Task prompt: Pictures are excluded from this exercise. Transcribe exactly the lines from the one containing "Phrase: steel girder" through the last line of the listing.
>> Start Working data
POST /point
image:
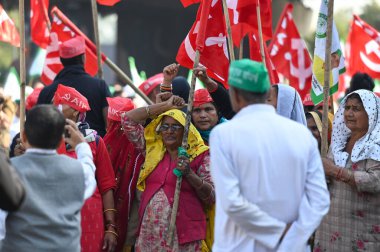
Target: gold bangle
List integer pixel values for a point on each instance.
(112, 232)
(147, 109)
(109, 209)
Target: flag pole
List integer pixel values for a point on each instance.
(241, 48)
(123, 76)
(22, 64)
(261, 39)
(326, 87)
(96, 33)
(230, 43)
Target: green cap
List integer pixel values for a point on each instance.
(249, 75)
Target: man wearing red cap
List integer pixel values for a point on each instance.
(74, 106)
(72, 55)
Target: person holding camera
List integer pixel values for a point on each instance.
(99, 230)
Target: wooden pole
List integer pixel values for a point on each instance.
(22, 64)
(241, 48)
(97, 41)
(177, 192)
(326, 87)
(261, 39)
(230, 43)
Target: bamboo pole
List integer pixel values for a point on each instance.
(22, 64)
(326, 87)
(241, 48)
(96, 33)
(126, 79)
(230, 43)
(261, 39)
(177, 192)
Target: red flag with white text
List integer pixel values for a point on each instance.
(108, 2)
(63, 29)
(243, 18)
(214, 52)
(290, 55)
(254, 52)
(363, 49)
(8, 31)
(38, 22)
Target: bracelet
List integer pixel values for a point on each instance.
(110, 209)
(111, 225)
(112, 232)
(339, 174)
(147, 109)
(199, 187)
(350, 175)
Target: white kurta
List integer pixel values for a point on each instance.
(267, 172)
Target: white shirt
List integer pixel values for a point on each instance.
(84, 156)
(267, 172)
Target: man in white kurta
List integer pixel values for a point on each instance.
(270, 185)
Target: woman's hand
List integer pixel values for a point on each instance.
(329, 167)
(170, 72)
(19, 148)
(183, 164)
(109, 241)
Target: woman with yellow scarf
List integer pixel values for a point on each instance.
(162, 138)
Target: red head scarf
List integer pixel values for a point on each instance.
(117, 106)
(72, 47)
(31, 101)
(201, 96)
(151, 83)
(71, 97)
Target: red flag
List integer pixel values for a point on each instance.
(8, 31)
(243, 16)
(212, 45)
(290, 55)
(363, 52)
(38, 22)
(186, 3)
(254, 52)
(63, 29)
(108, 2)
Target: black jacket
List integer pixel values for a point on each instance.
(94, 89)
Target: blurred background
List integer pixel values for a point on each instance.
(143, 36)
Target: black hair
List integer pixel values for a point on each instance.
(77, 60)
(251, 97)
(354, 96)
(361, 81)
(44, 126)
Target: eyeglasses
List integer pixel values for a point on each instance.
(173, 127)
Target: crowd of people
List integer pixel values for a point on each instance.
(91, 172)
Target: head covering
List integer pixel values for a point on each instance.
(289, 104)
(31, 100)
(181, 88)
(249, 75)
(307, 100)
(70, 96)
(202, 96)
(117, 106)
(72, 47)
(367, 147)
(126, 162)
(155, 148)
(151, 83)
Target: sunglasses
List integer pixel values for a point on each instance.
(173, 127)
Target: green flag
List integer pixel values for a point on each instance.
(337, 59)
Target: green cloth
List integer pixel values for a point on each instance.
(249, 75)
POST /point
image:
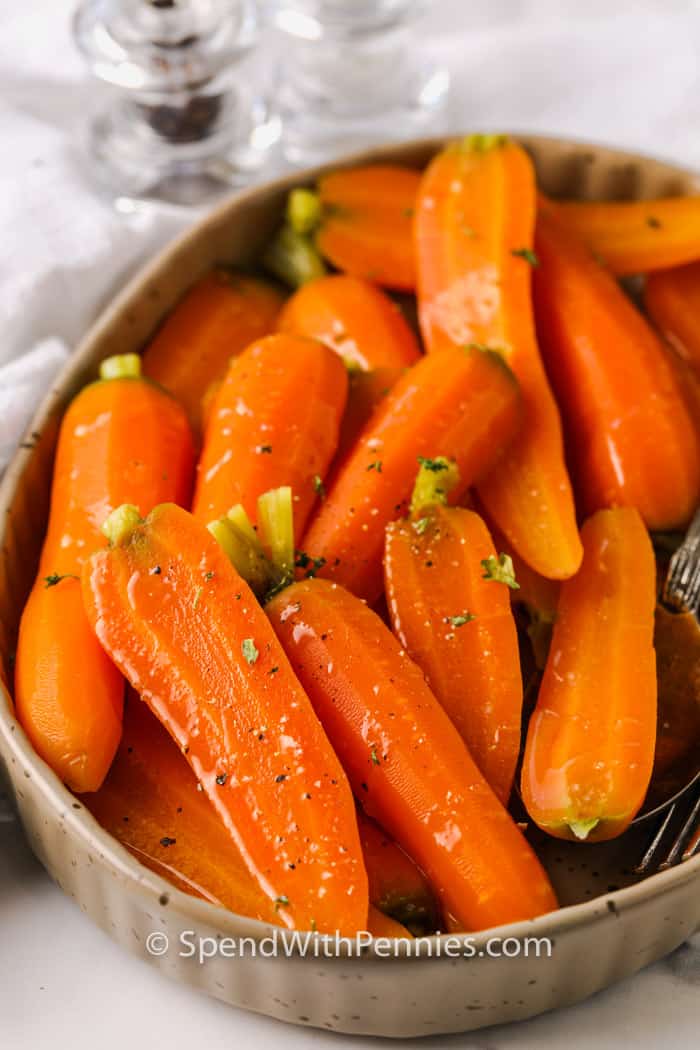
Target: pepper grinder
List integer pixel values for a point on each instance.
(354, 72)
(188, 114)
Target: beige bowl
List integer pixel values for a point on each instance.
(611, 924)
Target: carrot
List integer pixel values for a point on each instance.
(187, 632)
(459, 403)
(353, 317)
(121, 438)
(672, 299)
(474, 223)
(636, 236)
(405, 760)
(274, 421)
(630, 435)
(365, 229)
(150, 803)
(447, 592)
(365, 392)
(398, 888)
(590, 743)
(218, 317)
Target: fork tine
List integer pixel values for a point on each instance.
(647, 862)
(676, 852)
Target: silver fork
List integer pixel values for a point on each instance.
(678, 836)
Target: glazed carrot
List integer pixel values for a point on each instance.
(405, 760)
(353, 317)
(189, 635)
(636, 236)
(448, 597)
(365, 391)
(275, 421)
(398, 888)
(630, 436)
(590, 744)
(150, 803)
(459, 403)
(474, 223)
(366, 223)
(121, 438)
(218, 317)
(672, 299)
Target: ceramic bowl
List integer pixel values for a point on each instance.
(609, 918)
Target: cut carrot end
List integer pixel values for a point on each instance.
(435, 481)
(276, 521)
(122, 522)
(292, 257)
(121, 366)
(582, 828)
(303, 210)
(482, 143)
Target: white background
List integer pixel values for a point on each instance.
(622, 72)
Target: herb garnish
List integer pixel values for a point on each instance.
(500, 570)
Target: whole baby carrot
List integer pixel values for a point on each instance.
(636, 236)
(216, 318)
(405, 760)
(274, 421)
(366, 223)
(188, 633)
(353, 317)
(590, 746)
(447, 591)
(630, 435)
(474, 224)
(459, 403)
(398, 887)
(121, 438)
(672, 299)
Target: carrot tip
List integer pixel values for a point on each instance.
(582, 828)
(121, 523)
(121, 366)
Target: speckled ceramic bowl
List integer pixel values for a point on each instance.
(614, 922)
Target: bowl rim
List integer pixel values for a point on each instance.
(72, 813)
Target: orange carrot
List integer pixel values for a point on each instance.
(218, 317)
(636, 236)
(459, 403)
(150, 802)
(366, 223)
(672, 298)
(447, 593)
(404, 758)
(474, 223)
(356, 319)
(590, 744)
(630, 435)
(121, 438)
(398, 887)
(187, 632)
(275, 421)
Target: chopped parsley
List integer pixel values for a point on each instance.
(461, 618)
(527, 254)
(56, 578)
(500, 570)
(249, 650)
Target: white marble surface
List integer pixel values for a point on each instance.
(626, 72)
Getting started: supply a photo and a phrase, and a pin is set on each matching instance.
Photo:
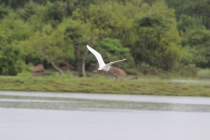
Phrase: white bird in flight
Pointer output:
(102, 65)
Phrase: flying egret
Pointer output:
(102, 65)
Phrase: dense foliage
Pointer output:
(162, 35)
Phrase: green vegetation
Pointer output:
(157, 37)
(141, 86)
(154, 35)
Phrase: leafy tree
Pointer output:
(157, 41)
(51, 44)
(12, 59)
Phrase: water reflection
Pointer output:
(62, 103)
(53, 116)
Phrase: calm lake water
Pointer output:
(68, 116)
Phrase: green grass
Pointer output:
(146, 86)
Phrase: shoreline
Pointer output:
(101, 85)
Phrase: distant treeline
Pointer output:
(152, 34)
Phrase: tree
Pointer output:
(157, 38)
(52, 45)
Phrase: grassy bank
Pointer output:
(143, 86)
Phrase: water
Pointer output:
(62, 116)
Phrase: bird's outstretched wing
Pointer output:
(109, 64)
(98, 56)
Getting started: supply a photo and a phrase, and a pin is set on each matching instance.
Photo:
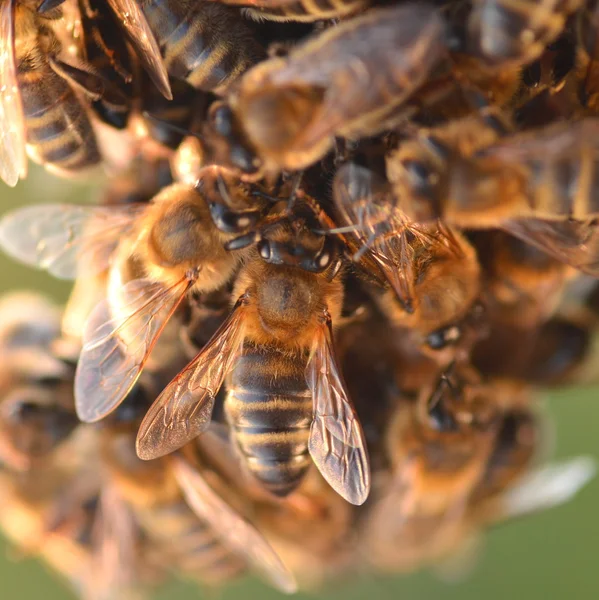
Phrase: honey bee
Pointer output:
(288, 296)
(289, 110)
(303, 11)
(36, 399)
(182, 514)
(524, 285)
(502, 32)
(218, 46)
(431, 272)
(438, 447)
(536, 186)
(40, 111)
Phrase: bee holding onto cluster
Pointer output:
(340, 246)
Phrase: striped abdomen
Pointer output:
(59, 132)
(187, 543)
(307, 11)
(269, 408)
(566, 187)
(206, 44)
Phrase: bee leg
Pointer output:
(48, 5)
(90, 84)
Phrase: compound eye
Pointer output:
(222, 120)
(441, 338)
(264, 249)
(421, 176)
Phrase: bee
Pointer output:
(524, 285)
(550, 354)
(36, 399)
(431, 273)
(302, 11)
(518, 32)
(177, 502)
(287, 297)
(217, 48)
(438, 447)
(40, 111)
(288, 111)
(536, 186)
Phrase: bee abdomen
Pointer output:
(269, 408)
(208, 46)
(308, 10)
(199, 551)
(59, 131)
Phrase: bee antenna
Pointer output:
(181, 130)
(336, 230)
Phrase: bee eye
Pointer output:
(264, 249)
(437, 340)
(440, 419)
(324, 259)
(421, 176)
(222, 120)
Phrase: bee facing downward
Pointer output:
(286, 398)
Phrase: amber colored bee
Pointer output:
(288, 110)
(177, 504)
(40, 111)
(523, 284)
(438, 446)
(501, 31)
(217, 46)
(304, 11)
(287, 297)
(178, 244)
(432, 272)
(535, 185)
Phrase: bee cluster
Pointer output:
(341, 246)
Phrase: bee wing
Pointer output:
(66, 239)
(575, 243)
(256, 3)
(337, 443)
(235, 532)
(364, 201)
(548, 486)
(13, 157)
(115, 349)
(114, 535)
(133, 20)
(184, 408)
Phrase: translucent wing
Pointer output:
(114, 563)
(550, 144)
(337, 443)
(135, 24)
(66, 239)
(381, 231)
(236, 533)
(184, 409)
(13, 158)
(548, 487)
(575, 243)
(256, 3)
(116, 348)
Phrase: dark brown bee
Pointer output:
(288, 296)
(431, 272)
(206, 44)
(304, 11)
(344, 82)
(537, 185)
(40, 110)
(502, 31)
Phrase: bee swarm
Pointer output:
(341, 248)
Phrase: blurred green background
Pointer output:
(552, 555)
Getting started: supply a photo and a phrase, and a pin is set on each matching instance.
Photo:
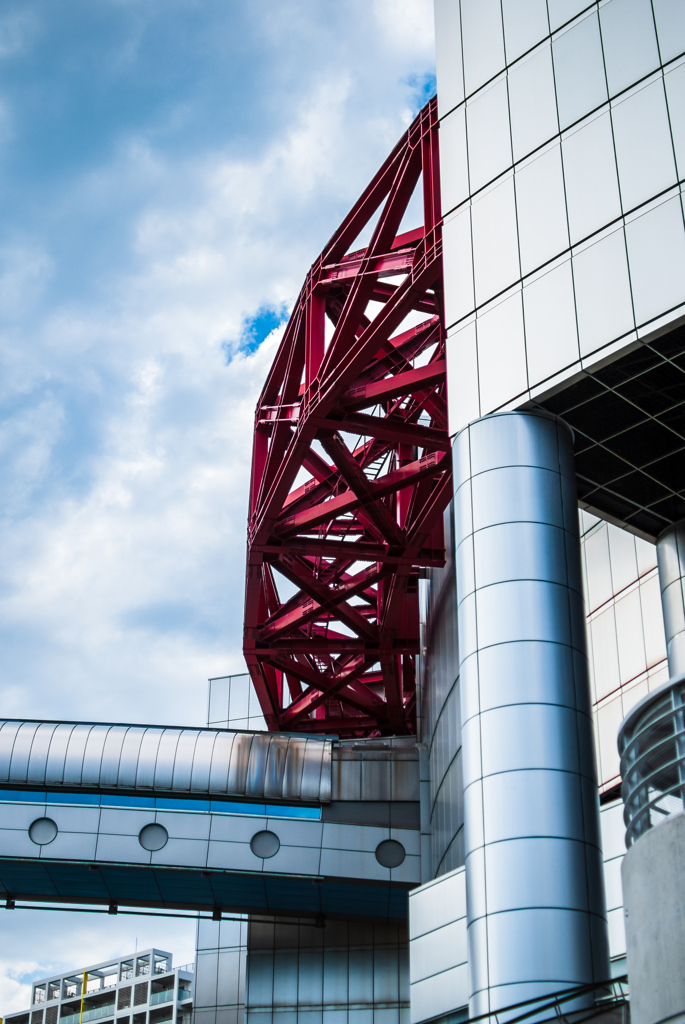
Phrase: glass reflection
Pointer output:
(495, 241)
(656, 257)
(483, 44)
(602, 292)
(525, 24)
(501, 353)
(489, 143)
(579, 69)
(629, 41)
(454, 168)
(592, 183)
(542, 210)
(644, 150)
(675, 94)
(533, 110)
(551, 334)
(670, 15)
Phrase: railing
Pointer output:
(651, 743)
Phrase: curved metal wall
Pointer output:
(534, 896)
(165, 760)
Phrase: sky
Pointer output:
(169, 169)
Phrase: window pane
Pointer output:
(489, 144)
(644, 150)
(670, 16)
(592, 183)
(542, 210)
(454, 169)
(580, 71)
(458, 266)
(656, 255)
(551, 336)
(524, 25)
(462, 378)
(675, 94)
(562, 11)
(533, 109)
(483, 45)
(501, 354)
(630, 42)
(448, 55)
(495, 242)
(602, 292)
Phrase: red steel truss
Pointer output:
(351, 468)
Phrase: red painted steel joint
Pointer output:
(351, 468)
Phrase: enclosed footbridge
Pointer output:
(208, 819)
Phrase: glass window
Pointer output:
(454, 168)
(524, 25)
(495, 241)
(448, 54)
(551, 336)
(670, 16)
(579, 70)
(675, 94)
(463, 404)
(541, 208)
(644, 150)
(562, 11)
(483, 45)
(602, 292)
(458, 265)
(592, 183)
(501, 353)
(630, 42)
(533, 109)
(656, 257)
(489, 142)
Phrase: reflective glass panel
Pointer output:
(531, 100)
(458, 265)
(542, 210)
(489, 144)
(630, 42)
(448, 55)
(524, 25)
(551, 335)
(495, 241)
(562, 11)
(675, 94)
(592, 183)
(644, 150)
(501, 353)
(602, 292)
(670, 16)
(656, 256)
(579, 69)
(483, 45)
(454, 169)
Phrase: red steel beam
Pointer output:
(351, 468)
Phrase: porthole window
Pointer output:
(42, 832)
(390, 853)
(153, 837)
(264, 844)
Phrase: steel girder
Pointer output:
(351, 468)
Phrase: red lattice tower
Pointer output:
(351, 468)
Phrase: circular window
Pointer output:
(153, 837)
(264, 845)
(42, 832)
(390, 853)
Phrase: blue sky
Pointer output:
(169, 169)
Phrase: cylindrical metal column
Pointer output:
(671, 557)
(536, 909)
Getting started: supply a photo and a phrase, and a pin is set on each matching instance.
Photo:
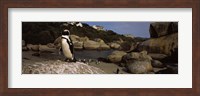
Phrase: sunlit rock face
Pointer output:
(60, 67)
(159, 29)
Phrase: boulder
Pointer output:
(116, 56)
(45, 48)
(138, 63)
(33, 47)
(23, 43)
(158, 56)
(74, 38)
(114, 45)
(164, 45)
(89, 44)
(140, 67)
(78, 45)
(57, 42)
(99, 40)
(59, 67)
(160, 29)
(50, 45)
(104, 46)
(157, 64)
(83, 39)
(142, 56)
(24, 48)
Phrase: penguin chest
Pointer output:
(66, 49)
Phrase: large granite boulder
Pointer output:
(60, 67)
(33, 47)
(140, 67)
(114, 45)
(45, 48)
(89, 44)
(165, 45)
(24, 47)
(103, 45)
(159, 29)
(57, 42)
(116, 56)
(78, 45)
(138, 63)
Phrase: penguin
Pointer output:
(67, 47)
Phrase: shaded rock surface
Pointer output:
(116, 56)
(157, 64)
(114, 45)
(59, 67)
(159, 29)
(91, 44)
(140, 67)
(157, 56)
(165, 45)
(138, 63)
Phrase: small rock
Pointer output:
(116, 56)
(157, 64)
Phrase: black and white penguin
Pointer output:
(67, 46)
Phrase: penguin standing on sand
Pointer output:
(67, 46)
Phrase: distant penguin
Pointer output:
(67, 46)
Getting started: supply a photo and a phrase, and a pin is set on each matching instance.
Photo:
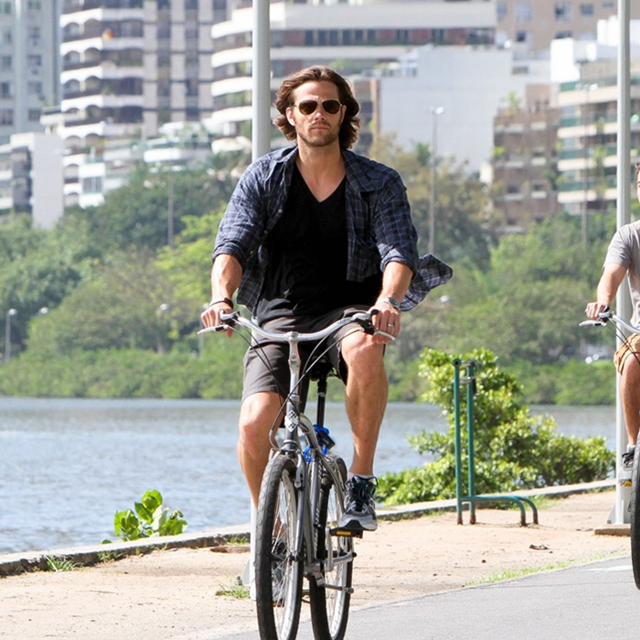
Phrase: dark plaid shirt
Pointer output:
>> End Working data
Response to the task:
Phrase: steel girder
Pointer output:
(351, 468)
Phrase: red lattice tower
Pointer output:
(351, 468)
Phrase: circular window
Pointer output:
(153, 837)
(264, 845)
(42, 832)
(390, 853)
Phrase: blue sky
Pointer output:
(169, 169)
Phrase: cylindrical metal column
Pointer output:
(671, 557)
(536, 909)
Getting started: supply a photo and a phrase, and a pin is set on each matching instance.
Photo:
Phrase: sunlit rock face
Pointer output:
(60, 67)
(159, 29)
Phrase: boulder
Pointer output:
(116, 56)
(45, 48)
(138, 63)
(33, 47)
(23, 43)
(158, 56)
(74, 38)
(114, 45)
(164, 45)
(89, 44)
(140, 67)
(78, 45)
(57, 42)
(99, 40)
(59, 67)
(160, 29)
(50, 45)
(104, 46)
(157, 64)
(83, 39)
(142, 56)
(24, 48)
Phrase: penguin chest
Pointer output:
(66, 49)
Phrase: large granite boulder
Pointer output:
(60, 67)
(33, 47)
(140, 67)
(114, 45)
(45, 48)
(89, 44)
(165, 45)
(24, 47)
(103, 45)
(159, 29)
(57, 42)
(116, 56)
(78, 45)
(138, 63)
Phrase: penguin
Pointer output:
(67, 47)
Phrase: shaded rock surface
Pointer output:
(116, 56)
(157, 64)
(114, 45)
(59, 67)
(159, 29)
(91, 44)
(140, 67)
(157, 56)
(165, 45)
(138, 63)
Phrase: small rock
Pointer output:
(116, 56)
(157, 64)
Phrase: black and white penguin
Pointer output:
(67, 46)
Phrase: penguin standing on sand
Pointer output:
(67, 46)
Phrase: distant penguin
Pointer output:
(67, 46)
Getting started: supply a photo and a phrase, and a pin is set on each matching instance.
Photo:
Phrase: dark plaid shirt
Pointer output:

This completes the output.